Excerpted data Block Start

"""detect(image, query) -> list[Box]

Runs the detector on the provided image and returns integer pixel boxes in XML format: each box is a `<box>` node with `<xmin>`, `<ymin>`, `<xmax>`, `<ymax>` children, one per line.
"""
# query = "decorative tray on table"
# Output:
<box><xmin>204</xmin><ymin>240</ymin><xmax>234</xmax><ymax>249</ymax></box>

Excerpted data Block End

**Exercise details**
Copy every line that contains "image" from the listing above.

**Solution below**
"""detect(image, query) -> list[Box]
Runs the detector on the provided image and returns integer pixel boxes in XML format: each box is a `<box>` node with `<xmin>`, `<ymin>`, `<xmax>`, `<ymax>` children, one per line.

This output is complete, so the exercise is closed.